====== Page extract ======

All bankers, meaning David Cameron and his ilk, I believe, should be imprisoned
for treason; end of.
I have slept today, intermittently, know that my sleep
cycles will be temporarily upside-down due to night shifts, yet surrounded by
three hundred slumbering souls…Of all the things offered over Christmas, the
company of fellow human beings, homeless and volunteers alike, Christmas
dinner, sleep, deep unguarded sleep is the one luxury prized the most, and
some, if not most lie in as late as they can, or come to their little space
early to catch up on and indeed store up on sleep as though it were a basic
commodity like rice, our flour. At debriefing one of the middle-aged male
co-ordinators held back his tear. “A young man came to me and said ‘Thank you,
It’s the first time I’ve slept well in six months’ “. Reminded of our roles on
day two, Christmas Night as ‘floaters’, walking around silently, like
protective angels, instead of sitting, my partner, a well-preserved forty-seven
year old who West Indian guy from Ilford who had cared for his ailing mother
and father until both had died- “ you may feel like you aren’t doing anything,
said our co-ordinator, but just by being here allows them to feel safe enough
to sleep deeply”. On the last night, I was told by a co-ordinator, before they are let out into the hostile world again, you can hear the anxiety in their sleep; alot cry.
I don’t mean to blow my own altruistic trumpet here, but me
and the West-Indian guy were both elected by accident to be patrolling
guardians of the sleepers or ‘floaters’. The days prior to Christmas night this
role had been reserved for the head co-ordinators while pairs of volunteers
were placed in strategic angles to watch, sedentary, over the snoring covered
rows. It was between the briefing and the selection of
groups of twelve that I had the urgent need to pee. On my return from the
toilet, which must have taken less than five minutes, all the teams had been
selected and had departed for their various sectors; I was suddenly a spare.

====== Material shown ======

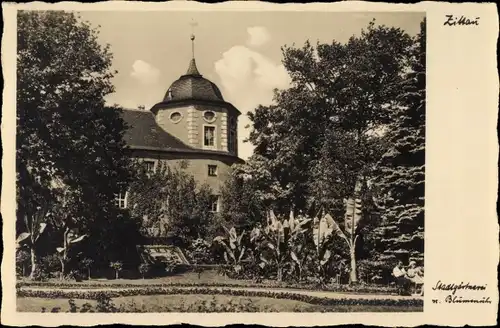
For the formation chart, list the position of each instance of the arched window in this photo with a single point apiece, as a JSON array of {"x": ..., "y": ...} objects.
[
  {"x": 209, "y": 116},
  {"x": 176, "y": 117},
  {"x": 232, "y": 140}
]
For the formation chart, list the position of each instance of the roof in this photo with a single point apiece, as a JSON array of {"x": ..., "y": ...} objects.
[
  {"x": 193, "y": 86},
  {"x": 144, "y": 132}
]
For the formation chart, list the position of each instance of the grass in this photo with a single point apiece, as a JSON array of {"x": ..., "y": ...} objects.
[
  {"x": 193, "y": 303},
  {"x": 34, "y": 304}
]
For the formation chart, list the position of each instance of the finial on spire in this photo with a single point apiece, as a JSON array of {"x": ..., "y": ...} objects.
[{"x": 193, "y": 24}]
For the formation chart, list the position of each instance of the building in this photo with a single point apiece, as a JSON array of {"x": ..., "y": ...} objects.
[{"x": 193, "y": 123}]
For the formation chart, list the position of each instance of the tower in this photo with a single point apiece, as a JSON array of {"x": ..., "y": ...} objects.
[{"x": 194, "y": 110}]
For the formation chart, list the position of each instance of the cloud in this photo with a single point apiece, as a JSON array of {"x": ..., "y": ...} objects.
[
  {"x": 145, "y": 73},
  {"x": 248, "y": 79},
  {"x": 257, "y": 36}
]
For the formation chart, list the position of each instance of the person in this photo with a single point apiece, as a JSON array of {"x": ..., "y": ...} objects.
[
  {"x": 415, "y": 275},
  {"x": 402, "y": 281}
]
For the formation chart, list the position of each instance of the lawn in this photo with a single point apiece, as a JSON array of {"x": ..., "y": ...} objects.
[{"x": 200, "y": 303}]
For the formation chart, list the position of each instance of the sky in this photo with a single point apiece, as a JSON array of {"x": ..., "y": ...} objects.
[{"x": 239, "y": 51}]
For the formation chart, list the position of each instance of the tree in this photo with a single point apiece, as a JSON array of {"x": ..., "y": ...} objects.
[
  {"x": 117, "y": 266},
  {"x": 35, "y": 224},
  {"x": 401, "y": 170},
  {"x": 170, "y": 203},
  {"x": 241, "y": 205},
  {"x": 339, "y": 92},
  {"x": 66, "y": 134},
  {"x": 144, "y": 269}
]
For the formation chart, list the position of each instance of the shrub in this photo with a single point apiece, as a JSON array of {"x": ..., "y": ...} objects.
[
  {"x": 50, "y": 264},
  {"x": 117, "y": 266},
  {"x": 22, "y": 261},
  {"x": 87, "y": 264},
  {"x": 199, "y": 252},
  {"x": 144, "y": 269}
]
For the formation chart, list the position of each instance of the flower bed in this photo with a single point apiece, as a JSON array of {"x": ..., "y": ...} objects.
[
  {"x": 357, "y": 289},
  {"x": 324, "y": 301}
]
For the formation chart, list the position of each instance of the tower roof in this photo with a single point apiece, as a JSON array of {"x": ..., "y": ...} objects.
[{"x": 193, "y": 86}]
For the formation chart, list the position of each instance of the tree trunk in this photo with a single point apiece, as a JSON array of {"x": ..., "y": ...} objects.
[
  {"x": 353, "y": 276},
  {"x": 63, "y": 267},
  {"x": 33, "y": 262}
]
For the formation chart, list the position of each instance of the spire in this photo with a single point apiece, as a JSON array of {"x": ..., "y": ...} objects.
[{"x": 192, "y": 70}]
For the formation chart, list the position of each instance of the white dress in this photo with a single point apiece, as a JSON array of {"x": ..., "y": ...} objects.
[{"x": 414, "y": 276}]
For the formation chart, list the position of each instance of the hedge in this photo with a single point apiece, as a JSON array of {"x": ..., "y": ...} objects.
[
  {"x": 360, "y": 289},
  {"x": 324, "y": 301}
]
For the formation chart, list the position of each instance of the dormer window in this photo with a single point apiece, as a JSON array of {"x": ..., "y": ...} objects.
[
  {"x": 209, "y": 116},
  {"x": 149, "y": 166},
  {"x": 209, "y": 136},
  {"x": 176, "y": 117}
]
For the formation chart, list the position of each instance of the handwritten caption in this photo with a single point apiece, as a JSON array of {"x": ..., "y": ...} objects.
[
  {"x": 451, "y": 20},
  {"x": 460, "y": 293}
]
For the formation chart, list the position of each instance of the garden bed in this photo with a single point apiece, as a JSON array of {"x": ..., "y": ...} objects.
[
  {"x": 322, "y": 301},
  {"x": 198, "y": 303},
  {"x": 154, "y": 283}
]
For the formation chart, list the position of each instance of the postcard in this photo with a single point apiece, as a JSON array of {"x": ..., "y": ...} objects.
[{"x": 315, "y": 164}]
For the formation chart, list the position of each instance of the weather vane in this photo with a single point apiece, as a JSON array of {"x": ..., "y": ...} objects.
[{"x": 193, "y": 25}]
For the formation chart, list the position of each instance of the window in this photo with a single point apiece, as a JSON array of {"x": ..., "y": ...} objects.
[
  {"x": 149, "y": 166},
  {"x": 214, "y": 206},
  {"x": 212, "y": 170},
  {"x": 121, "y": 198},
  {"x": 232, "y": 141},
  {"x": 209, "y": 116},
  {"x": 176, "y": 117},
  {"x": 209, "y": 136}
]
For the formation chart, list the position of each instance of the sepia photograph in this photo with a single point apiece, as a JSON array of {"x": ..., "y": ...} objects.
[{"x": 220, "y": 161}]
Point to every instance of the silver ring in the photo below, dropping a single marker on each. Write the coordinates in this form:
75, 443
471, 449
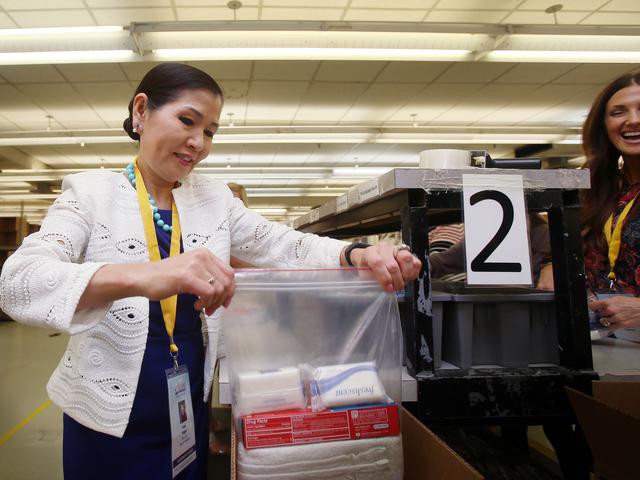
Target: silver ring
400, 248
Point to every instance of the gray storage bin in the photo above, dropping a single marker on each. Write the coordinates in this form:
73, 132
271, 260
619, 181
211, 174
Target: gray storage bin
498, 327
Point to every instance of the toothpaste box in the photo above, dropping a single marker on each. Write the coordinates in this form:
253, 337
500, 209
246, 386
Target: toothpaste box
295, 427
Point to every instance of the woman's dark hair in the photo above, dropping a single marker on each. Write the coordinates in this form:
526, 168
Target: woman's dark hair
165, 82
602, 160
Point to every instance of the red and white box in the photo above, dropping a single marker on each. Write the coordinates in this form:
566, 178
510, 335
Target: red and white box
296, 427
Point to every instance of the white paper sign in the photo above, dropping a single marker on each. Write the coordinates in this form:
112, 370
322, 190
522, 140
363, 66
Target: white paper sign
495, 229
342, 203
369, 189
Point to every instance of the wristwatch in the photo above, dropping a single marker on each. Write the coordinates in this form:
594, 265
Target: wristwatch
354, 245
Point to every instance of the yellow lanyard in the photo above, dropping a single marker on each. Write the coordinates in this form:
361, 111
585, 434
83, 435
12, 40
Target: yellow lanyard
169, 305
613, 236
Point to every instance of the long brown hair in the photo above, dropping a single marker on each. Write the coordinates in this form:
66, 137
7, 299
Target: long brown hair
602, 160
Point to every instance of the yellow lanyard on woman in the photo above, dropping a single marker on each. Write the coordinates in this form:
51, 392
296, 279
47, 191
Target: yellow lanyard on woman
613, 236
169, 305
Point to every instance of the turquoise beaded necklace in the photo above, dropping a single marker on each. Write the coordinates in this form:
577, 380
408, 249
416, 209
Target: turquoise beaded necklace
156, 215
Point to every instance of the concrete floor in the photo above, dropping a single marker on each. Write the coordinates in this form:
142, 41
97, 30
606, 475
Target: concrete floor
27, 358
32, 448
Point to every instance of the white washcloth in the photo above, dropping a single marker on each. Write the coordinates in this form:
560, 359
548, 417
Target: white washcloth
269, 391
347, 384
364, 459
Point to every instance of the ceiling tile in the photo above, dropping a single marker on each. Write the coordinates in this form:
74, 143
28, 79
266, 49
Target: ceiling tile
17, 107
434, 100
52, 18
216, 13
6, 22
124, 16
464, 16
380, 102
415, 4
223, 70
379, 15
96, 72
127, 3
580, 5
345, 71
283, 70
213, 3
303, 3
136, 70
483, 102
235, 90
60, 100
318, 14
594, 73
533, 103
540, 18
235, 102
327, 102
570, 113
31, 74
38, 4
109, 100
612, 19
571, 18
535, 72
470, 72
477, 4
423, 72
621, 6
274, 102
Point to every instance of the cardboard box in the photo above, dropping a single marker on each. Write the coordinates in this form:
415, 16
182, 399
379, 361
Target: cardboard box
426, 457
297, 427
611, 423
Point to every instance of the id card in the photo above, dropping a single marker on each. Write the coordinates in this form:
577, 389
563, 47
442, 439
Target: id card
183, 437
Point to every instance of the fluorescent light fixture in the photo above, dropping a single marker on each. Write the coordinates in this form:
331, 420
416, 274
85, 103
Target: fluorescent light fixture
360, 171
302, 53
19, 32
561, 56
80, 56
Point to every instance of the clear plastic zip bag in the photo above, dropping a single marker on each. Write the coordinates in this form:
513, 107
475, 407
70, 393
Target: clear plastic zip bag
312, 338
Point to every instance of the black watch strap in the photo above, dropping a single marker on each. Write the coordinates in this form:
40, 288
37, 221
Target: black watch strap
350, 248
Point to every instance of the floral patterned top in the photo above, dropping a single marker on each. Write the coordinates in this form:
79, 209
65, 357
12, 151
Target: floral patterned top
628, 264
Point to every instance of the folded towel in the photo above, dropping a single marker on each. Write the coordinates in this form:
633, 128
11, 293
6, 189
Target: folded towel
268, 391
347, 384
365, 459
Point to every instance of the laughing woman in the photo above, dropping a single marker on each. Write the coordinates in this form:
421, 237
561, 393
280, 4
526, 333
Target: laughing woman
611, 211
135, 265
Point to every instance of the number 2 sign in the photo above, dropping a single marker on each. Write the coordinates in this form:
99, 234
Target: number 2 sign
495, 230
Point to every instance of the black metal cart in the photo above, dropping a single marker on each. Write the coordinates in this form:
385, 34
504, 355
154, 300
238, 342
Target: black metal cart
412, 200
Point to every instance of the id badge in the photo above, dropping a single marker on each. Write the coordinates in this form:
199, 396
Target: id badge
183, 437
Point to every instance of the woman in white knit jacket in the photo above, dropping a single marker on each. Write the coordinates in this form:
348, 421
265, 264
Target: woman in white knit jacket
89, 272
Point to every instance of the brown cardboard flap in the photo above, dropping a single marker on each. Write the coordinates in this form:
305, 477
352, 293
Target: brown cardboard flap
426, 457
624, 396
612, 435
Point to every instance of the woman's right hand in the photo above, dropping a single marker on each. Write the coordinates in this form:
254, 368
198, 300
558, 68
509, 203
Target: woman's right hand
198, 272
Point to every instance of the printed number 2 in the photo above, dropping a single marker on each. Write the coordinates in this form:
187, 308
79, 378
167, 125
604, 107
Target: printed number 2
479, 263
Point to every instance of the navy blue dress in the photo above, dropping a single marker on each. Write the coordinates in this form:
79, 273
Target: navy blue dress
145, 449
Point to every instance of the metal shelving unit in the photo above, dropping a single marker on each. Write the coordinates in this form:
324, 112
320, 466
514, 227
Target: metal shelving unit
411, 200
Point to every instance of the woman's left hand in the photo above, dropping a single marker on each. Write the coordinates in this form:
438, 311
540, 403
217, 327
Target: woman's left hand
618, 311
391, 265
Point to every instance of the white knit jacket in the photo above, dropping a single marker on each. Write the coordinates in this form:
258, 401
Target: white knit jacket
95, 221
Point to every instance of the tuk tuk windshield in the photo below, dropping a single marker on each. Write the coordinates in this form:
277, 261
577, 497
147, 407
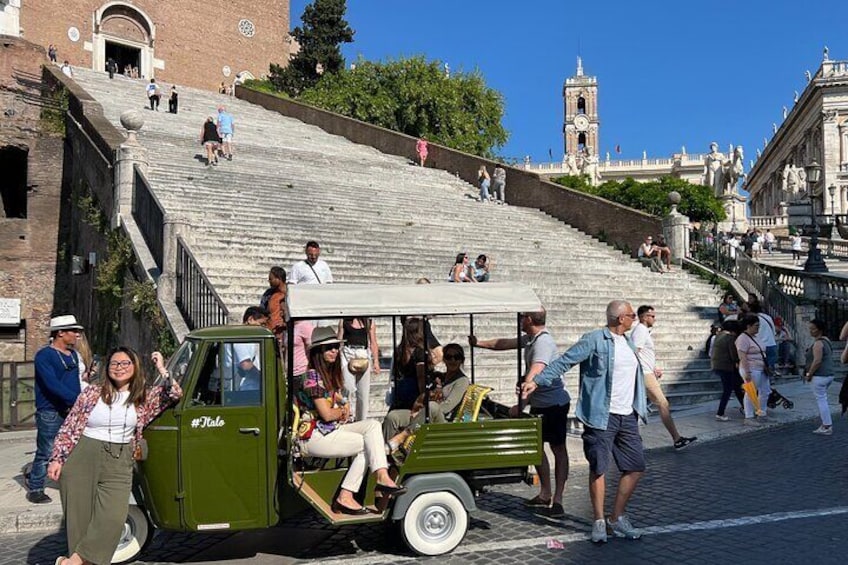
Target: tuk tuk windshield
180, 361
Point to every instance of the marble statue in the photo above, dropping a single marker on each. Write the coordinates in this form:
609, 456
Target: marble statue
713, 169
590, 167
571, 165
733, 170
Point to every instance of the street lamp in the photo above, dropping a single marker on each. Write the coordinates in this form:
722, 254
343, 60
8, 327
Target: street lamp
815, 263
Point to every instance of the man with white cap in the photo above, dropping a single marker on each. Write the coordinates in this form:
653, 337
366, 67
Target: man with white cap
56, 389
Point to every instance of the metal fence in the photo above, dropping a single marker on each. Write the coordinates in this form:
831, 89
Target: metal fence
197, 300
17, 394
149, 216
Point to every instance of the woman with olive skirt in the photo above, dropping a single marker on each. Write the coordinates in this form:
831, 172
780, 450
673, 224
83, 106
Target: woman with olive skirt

======

▶ **What you have to do**
Copy the part of the Christmas shelter text that opens with "I don’t mean" and closes with "suddenly a spare.", replacing "patrolling" with "roaming".

▶ **Answer space**
I don’t mean to blow my own altruistic trumpet here, but me
and the West-Indian guy were both elected by accident to be roaming
guardians of the sleepers or ‘floaters’. The days prior to Christmas night this
role had been reserved for the head co-ordinators while pairs of volunteers
were placed in strategic angles to watch, sedentary, over the snoring covered
rows. It was between the briefing and the selection of
groups of twelve that I had the urgent need to pee. On my return from the
toilet, which must have taken less than five minutes, all the teams had been
selected and had departed for their various sectors; I was suddenly a spare.